* DIRECTIONS:
Filter the entries below, keeping every line that has the word "mountain".

[Saved entries]
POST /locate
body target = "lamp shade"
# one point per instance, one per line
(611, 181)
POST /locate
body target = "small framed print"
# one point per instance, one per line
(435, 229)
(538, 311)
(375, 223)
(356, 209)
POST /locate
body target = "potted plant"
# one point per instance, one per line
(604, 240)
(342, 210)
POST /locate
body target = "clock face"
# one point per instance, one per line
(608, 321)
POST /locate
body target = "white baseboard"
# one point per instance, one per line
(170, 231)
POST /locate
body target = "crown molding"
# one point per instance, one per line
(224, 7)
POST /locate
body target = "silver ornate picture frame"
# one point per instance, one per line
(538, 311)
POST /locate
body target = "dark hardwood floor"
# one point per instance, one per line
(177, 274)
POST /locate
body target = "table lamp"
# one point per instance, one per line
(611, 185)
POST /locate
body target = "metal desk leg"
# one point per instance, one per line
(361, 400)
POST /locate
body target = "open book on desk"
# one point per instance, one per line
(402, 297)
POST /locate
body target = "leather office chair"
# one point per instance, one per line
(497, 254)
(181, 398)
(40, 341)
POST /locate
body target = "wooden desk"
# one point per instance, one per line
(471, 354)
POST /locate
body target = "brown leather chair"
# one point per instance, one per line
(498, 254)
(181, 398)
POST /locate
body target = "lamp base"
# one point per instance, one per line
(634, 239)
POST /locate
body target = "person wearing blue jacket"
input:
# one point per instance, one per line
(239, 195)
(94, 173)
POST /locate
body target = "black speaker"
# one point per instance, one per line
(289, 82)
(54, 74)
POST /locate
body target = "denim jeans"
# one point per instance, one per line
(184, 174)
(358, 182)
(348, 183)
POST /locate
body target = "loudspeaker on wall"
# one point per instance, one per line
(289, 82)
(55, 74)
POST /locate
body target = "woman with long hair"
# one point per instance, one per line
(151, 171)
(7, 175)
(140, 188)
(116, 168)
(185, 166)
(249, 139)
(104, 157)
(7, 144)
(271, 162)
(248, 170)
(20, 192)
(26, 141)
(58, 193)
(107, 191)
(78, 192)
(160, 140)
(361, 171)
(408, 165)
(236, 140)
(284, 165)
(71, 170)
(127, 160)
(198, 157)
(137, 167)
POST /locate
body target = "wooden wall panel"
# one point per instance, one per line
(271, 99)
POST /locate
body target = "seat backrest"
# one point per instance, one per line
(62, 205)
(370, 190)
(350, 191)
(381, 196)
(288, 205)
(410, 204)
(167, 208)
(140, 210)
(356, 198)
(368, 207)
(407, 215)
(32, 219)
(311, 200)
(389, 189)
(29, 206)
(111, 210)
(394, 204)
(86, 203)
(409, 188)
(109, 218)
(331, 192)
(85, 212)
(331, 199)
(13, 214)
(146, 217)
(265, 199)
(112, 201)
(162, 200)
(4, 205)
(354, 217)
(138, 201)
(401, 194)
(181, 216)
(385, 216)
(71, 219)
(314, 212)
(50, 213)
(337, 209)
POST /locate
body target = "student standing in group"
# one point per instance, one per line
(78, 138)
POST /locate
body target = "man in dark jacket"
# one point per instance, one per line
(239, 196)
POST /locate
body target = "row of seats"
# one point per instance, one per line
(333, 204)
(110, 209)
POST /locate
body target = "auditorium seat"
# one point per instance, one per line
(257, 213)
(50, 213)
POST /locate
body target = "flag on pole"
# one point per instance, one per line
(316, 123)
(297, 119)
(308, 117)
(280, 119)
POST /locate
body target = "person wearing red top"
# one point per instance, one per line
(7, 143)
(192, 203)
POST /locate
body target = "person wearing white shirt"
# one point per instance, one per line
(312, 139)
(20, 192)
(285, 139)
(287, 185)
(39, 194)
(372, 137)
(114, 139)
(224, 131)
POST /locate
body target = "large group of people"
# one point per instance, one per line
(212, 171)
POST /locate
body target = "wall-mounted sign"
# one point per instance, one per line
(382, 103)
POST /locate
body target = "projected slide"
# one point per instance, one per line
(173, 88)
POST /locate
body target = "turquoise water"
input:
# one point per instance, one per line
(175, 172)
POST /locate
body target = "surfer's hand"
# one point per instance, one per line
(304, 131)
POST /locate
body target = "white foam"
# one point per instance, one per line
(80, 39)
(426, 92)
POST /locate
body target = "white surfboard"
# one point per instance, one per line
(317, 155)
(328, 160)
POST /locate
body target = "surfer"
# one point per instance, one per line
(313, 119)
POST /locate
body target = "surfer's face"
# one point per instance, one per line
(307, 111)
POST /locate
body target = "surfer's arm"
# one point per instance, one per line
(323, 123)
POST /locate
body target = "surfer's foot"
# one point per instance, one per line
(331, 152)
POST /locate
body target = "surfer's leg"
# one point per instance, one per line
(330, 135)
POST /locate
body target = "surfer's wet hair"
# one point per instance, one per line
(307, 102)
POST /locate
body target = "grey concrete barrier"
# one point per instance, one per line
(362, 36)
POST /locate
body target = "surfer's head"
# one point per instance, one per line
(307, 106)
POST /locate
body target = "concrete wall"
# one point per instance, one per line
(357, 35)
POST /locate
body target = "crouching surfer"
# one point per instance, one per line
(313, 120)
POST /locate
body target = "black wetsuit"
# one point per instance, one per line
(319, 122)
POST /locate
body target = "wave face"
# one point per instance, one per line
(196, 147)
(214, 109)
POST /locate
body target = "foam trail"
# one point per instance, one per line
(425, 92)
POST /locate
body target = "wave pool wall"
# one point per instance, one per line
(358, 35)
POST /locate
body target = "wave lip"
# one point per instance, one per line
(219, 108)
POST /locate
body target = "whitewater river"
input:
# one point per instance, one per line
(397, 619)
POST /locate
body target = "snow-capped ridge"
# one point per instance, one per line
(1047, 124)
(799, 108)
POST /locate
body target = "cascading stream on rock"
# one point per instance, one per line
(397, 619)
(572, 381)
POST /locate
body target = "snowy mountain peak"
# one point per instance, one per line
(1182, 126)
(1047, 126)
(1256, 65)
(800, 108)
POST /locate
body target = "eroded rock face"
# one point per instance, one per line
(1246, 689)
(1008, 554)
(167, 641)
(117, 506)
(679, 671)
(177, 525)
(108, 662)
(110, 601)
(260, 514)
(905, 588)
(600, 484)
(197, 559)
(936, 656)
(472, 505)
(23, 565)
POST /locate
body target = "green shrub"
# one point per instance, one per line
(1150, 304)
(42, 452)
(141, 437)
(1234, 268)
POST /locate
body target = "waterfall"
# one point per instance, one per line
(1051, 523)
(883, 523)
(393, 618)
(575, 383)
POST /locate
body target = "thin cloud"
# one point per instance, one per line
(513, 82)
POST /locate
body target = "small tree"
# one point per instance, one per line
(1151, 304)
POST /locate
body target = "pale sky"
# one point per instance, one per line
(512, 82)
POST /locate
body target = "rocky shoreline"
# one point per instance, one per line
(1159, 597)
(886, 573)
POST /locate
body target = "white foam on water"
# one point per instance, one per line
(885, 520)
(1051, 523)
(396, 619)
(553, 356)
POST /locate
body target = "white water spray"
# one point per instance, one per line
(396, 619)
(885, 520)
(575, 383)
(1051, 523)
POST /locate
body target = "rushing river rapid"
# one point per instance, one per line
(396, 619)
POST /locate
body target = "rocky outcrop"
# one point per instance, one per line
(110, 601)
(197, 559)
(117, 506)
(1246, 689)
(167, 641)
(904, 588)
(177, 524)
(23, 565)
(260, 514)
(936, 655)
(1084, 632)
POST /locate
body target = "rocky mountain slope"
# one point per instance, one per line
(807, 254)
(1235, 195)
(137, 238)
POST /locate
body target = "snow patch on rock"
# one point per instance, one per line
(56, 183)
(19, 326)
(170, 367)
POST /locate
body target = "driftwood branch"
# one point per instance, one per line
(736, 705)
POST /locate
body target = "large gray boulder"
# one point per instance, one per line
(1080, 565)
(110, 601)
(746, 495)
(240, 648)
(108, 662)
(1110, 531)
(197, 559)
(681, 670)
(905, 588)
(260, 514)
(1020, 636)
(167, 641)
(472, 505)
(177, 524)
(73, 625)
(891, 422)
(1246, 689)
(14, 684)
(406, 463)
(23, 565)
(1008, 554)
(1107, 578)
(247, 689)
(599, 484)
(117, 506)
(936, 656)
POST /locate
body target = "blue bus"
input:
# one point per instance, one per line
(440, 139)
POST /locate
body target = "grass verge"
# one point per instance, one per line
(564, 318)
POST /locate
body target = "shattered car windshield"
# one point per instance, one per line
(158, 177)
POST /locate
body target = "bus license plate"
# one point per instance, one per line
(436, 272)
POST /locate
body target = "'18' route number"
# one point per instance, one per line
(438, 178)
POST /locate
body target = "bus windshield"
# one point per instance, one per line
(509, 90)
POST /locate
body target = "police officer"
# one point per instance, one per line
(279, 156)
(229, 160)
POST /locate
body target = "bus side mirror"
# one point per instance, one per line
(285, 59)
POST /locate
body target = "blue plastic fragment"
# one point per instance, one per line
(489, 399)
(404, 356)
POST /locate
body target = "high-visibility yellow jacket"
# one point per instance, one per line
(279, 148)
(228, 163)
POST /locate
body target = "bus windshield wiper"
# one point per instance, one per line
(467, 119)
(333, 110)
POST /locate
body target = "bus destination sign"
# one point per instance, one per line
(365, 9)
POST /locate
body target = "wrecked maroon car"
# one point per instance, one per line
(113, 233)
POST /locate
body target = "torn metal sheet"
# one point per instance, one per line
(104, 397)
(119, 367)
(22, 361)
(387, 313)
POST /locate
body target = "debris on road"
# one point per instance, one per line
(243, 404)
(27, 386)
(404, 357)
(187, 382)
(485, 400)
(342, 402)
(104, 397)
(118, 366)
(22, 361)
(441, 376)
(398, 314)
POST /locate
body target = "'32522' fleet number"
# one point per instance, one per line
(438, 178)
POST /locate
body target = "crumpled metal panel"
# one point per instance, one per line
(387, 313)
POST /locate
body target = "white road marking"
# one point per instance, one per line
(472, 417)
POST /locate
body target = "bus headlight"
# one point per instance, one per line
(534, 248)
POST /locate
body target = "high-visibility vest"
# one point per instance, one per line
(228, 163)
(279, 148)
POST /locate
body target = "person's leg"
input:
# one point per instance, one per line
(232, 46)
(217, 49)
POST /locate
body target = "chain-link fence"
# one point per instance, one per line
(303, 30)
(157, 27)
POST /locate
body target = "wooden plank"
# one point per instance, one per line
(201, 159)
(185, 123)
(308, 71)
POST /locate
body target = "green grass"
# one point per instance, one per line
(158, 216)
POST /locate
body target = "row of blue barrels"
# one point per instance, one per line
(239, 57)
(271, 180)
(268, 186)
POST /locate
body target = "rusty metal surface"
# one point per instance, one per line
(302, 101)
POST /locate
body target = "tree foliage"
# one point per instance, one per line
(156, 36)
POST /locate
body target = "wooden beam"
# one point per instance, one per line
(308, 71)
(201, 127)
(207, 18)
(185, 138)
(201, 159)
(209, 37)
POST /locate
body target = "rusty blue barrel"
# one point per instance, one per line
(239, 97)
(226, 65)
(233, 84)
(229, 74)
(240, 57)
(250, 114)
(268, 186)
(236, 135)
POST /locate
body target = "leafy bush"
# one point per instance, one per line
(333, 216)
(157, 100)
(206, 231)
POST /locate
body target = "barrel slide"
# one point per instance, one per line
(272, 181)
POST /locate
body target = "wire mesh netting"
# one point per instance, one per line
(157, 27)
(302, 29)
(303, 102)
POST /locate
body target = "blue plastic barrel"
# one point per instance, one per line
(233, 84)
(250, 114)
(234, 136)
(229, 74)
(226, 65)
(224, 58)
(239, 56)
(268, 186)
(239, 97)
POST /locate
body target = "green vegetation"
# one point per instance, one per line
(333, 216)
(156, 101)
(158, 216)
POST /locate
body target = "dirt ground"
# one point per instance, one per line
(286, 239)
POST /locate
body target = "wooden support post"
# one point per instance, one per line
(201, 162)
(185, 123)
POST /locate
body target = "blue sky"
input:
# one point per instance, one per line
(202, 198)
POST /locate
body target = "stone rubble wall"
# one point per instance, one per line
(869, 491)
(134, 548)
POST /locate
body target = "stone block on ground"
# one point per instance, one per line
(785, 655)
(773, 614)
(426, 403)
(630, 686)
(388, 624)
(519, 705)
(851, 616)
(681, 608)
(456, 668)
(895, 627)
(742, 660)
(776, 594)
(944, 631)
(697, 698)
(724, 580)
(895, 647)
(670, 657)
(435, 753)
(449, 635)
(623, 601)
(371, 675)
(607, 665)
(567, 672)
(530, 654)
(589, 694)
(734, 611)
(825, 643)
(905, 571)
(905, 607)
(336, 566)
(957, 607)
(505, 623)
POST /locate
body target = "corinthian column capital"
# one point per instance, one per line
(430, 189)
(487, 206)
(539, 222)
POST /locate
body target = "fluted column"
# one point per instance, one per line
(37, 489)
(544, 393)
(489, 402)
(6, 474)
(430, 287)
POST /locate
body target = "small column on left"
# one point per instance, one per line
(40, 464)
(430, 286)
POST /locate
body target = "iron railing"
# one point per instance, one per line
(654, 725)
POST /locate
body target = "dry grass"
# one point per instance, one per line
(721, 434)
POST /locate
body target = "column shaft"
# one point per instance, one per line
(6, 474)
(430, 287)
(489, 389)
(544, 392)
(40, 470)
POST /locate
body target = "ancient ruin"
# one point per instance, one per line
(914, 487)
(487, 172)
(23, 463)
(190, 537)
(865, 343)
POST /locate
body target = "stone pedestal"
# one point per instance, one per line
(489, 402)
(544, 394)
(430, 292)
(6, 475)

* REPLY TO THE TASK:
body target = "snowy mountain peak"
body target = "rocky mountain slope"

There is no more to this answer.